> Point labeling dataset excerpts
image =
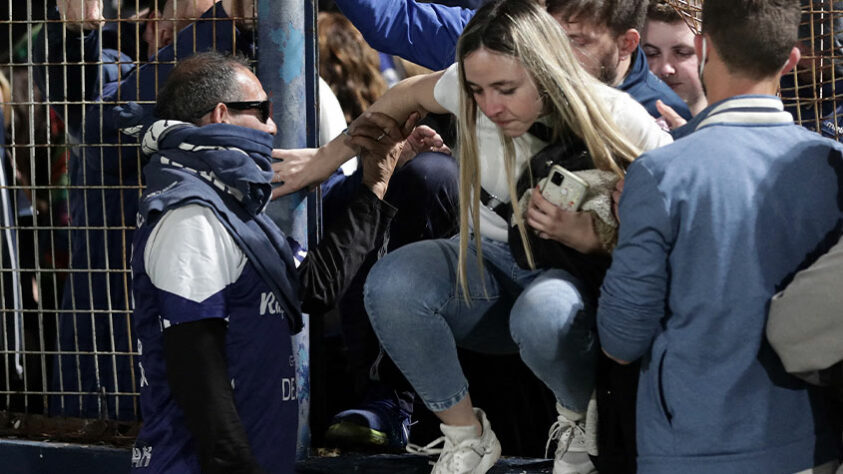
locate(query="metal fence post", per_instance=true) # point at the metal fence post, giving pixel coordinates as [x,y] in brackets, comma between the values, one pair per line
[289,76]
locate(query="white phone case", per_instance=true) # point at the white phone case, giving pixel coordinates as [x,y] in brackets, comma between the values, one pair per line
[565,189]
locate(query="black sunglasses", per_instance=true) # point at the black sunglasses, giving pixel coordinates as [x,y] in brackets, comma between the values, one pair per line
[263,106]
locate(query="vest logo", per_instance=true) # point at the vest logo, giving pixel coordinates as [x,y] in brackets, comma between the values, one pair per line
[288,388]
[141,456]
[270,305]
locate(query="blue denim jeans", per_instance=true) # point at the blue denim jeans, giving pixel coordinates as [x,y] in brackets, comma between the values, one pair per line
[421,316]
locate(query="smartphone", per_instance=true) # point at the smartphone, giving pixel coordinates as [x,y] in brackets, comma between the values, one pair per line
[565,189]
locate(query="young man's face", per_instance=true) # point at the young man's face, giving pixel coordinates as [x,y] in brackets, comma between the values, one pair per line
[669,48]
[596,48]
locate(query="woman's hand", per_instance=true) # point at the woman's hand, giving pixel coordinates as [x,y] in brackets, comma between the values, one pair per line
[422,138]
[616,198]
[574,229]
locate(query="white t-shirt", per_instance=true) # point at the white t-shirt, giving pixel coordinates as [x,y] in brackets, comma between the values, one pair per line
[332,122]
[630,116]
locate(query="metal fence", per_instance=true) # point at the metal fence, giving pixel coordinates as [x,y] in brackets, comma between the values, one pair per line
[69,188]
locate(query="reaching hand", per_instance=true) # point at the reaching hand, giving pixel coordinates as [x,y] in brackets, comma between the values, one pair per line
[421,139]
[382,141]
[81,14]
[574,229]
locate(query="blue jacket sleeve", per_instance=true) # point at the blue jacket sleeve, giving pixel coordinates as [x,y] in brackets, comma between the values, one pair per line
[633,298]
[213,31]
[72,66]
[422,33]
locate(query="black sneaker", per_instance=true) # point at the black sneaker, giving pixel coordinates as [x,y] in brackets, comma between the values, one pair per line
[379,424]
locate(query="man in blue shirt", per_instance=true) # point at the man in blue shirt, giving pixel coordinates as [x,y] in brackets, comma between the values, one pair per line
[712,227]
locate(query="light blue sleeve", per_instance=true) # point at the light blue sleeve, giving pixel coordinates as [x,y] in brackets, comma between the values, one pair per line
[633,299]
[422,33]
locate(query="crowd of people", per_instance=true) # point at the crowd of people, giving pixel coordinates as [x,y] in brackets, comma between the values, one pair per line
[683,317]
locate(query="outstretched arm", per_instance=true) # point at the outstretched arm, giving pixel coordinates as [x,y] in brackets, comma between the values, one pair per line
[305,167]
[329,268]
[197,372]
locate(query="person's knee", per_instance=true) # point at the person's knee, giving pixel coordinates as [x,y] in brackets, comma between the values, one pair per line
[402,277]
[543,322]
[429,173]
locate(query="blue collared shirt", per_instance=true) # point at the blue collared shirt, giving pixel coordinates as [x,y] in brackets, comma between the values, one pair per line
[711,227]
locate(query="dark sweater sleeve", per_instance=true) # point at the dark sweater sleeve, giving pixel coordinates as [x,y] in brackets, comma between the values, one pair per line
[197,373]
[329,268]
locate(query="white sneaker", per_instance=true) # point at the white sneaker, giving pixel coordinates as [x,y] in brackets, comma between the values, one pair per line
[464,452]
[571,450]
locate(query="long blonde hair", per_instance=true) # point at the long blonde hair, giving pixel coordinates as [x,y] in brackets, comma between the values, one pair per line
[521,29]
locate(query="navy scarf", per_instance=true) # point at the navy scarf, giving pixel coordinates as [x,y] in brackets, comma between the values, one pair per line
[227,169]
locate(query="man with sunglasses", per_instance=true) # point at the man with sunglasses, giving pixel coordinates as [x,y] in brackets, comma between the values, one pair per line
[216,287]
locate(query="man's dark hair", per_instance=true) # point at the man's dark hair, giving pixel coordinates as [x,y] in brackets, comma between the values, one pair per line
[199,83]
[753,37]
[661,11]
[617,15]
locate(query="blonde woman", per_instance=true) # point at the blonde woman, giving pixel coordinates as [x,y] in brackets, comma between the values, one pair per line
[516,67]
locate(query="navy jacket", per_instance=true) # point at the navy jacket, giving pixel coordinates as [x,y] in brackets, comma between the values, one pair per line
[108,166]
[427,33]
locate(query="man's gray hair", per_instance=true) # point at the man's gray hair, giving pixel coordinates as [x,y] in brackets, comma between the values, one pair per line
[197,84]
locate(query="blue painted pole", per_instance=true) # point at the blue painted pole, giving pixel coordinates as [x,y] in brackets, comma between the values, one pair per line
[282,67]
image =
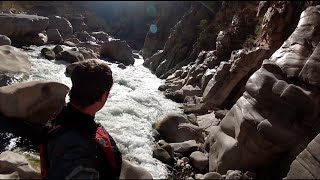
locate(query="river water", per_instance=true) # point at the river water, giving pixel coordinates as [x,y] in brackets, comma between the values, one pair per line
[134,104]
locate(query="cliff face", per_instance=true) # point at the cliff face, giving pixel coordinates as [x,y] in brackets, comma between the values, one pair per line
[261,61]
[215,47]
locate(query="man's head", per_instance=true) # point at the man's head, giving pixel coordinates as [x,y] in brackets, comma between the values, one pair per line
[91,83]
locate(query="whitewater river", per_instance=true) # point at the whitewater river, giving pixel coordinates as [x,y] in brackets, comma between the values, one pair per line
[134,104]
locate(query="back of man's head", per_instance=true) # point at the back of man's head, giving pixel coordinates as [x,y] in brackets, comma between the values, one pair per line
[90,79]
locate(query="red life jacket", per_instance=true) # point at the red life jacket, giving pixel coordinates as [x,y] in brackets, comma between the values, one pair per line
[101,138]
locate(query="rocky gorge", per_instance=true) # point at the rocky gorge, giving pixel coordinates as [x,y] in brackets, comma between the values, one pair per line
[247,75]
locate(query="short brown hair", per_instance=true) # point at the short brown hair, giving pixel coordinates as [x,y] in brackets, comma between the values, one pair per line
[90,79]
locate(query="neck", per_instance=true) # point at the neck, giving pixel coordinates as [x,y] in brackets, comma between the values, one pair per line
[86,110]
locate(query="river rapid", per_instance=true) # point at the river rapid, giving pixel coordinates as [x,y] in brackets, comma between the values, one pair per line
[134,104]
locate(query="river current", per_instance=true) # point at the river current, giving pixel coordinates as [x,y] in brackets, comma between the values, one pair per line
[134,104]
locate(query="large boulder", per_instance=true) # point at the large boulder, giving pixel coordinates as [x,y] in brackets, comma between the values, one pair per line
[4,40]
[35,39]
[100,35]
[278,113]
[229,74]
[70,56]
[62,24]
[307,163]
[84,36]
[199,160]
[170,131]
[117,50]
[163,156]
[17,166]
[54,36]
[19,25]
[131,171]
[184,147]
[34,101]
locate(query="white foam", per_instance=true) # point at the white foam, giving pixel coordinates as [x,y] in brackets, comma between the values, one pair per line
[134,104]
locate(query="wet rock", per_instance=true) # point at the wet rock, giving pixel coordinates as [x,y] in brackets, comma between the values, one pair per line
[198,176]
[87,54]
[163,156]
[235,174]
[69,43]
[220,114]
[34,101]
[15,165]
[170,132]
[62,24]
[57,49]
[199,161]
[19,25]
[176,96]
[136,56]
[4,40]
[122,66]
[169,149]
[48,53]
[74,40]
[35,39]
[70,68]
[118,51]
[84,36]
[78,23]
[54,36]
[70,56]
[229,74]
[186,146]
[212,175]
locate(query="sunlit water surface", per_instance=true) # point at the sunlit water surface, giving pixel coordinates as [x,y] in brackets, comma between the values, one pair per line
[134,104]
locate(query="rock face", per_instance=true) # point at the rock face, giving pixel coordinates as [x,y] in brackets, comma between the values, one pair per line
[34,101]
[11,163]
[117,50]
[19,25]
[78,23]
[4,40]
[13,60]
[54,36]
[307,163]
[278,112]
[36,39]
[48,53]
[62,24]
[70,56]
[170,131]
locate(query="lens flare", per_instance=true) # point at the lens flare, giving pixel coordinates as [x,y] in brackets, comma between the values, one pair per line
[153,28]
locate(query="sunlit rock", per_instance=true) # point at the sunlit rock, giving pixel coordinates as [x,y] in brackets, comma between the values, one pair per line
[19,25]
[34,101]
[278,113]
[307,163]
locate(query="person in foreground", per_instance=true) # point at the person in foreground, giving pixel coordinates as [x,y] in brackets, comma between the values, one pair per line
[74,146]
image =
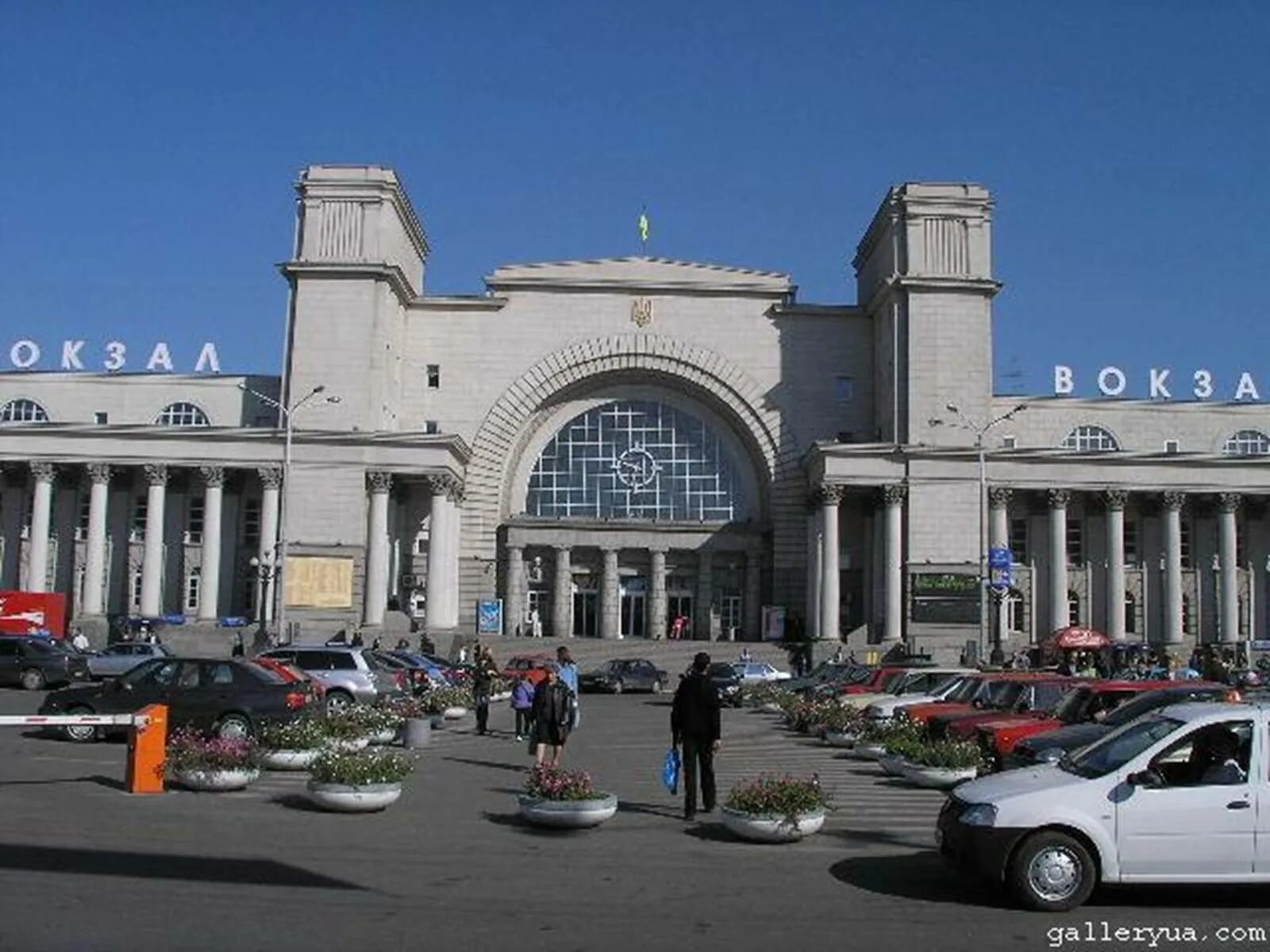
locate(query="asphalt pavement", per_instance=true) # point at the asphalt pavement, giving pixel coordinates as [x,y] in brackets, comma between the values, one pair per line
[450,867]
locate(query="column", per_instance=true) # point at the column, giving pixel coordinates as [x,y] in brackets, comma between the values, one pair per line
[753,596]
[94,555]
[562,598]
[610,598]
[658,602]
[814,570]
[514,607]
[1115,499]
[271,479]
[380,484]
[893,555]
[210,581]
[152,560]
[1060,616]
[829,628]
[41,518]
[1229,505]
[1172,607]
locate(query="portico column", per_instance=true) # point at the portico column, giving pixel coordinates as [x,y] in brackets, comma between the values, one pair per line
[1229,505]
[705,597]
[562,601]
[94,555]
[753,594]
[1115,501]
[210,581]
[152,560]
[514,607]
[41,517]
[610,598]
[271,479]
[658,603]
[831,497]
[380,484]
[893,498]
[1060,613]
[1174,503]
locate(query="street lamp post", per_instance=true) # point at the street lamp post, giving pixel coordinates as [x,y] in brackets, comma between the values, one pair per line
[981,431]
[279,562]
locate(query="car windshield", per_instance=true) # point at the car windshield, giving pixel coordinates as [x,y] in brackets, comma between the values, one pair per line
[1121,747]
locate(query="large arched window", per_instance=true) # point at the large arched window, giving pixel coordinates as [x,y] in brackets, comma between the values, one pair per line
[23,412]
[1089,438]
[637,460]
[182,416]
[1248,443]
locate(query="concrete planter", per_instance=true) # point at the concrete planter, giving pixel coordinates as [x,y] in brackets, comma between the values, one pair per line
[568,814]
[348,799]
[215,781]
[939,777]
[772,829]
[289,759]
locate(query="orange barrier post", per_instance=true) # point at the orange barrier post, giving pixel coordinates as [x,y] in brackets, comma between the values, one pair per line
[148,749]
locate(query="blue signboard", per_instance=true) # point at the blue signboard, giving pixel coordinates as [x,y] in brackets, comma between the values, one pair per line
[489,617]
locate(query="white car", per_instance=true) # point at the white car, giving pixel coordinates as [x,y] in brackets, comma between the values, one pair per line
[756,672]
[1181,795]
[883,710]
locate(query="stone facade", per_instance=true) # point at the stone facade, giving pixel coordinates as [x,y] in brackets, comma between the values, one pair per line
[821,459]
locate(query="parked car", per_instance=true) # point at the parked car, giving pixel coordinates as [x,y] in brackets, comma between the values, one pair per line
[121,657]
[229,697]
[1051,746]
[624,674]
[533,666]
[1178,797]
[35,663]
[348,674]
[759,672]
[727,683]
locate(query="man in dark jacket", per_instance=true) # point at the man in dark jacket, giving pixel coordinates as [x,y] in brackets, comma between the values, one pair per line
[695,724]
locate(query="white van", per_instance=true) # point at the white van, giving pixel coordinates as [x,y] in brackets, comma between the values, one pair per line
[1178,797]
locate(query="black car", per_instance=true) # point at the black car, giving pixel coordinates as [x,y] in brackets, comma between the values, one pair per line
[624,674]
[228,697]
[35,664]
[1053,746]
[727,683]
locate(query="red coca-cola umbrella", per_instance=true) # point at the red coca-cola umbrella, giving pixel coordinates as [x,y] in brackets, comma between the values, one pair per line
[1077,638]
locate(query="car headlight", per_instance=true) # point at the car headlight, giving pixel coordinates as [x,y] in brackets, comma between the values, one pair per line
[979,816]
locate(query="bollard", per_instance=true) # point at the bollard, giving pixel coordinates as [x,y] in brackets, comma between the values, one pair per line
[148,750]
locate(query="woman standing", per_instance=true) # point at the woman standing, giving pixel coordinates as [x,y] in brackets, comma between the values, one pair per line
[552,717]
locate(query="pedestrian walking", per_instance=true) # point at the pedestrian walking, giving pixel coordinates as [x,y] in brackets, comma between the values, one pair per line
[569,677]
[522,704]
[552,715]
[695,725]
[483,685]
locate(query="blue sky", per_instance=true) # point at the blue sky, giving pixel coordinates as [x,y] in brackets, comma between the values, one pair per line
[146,156]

> Task instructions
Find the line with "dark jacket, giving" in the listing above, then write out that line and each remaining line exactly, with no other text.

> Solution to the exercise
locate(query="man in dark jacket", per_instance=true) # point at the man in dark jacket, giving pixel coordinates as [x,y] in brackets, comma between the values, one pair per line
[695,724]
locate(query="white van", per_instance=true) # point at the white van, giving pixel coordinates as [x,y] in brackets, comma between the values, one pair per line
[1178,797]
locate(query="black car", per_instance=true) # point at the black car, giving pixel coordinates as [x,y] in brackets, comma between the values, one pair per line
[624,674]
[228,697]
[35,664]
[1053,746]
[727,683]
locate(query="red coca-cola umbrella", per_instance=true) # point at the red coca-cola umbrella, giving pixel coordinates as [x,y] in brackets, comma between the values, one pair per line
[1077,638]
locate(query="car headlight", per_instance=true) # point at the car headlight, giving pixel coordinates as [x,y] in brackets, comma between the values, one pair per line
[979,816]
locate(query="bollard", per_instance=true) # point at the bollard, giving pixel coordinates as [x,y] in brackets, comma between the values, one pair per line
[148,750]
locate(query="woman standing", per_instance=true) # point at the woman standing, giving pixel coordinates as [x,y] in brackets, comma between the values, one pair per line
[552,717]
locate(query="pedestrian walking", per_instance=true) # point at the pedestrian walking, giving pixel coordinates as [x,y] in brackets, comma between the values, one pair per line
[569,677]
[522,704]
[552,715]
[695,725]
[483,685]
locate(query="blue sky", per_instance=true) # point at the blue sky, giving pixel coordinates as [x,y] in brackets, comma between the values, one pair per line
[146,156]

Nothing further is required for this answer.